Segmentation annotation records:

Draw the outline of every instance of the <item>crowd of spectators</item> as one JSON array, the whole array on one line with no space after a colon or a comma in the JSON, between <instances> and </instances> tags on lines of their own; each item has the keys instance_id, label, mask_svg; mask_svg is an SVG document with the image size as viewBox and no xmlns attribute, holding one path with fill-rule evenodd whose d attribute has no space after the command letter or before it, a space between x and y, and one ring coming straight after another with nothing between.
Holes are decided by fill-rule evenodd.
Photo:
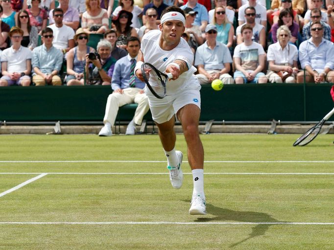
<instances>
[{"instance_id":1,"label":"crowd of spectators","mask_svg":"<svg viewBox=\"0 0 334 250\"><path fill-rule=\"evenodd\" d=\"M171 5L201 84L334 83L333 0L0 0L0 86L110 85Z\"/></svg>"}]
</instances>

▸ SET PROBLEM: Rewrite all the records with "outline" replaced by "boundary" and everything else unchanged, leaving the pictures out of your answer.

▸ RESPONSE TO THIS TASK:
Draw the boundary of every instance of the <item>crowd of spectators</item> as one JSON array, the whole array on one line with no space after a colon or a comma in the JSON, between <instances> and </instances> tags on lines of their own; each item has the keys instance_id, label, mask_svg; mask_svg is an SVG document with the image size as viewBox and no xmlns attribute, holding one path with fill-rule evenodd whose d attribute has no space after the command letter or before it, a space between x and y, and one ring coming straight after another with nothing between.
Holes are decided by fill-rule evenodd.
Photo:
<instances>
[{"instance_id":1,"label":"crowd of spectators","mask_svg":"<svg viewBox=\"0 0 334 250\"><path fill-rule=\"evenodd\" d=\"M171 5L201 84L334 83L333 0L0 0L0 86L110 85Z\"/></svg>"}]
</instances>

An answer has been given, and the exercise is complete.